Dataset rows:
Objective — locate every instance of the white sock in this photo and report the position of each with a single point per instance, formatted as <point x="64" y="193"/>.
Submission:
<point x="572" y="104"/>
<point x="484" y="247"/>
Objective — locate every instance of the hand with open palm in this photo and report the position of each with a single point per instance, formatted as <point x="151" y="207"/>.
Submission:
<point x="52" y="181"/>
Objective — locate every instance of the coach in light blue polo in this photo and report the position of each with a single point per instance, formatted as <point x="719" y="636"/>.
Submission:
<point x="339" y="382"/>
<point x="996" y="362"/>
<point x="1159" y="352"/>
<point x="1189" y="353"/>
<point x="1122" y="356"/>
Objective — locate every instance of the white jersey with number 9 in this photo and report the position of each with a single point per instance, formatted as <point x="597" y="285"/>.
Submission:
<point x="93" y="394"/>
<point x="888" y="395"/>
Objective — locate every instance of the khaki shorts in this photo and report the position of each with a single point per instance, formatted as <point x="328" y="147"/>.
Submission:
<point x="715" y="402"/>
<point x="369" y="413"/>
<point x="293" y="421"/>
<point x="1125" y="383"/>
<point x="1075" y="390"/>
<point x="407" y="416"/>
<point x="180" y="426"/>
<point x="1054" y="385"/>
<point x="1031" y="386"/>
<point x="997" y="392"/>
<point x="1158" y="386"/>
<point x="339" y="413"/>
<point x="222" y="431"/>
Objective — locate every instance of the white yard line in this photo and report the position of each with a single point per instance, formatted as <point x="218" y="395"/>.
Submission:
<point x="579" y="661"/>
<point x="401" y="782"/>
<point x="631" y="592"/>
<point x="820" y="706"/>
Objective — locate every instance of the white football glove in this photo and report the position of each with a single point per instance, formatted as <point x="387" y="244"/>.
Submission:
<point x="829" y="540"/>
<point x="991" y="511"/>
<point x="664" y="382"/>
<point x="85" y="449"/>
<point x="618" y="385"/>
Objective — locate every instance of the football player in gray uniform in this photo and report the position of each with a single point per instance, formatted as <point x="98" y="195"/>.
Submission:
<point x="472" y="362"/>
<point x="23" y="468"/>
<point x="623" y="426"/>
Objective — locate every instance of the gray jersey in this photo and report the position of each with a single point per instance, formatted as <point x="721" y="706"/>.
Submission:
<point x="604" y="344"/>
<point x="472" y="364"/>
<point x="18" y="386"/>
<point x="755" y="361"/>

Work to do → Reproduce the data above word for word, beginning at the line that has "Objective — locate every instance of the football" and continuing through the last line of the data.

Response to this exercise →
Objective — locate every instance of the football player in gray uniform in this photo and report the position of each with a single point per instance, formatted as <point x="98" y="195"/>.
Submission:
<point x="472" y="362"/>
<point x="23" y="468"/>
<point x="623" y="426"/>
Objective — locate every instance of the gray jersey in this photo and report the position of each with a single point per instance, formatted as <point x="721" y="706"/>.
Submission:
<point x="604" y="344"/>
<point x="472" y="364"/>
<point x="18" y="386"/>
<point x="755" y="361"/>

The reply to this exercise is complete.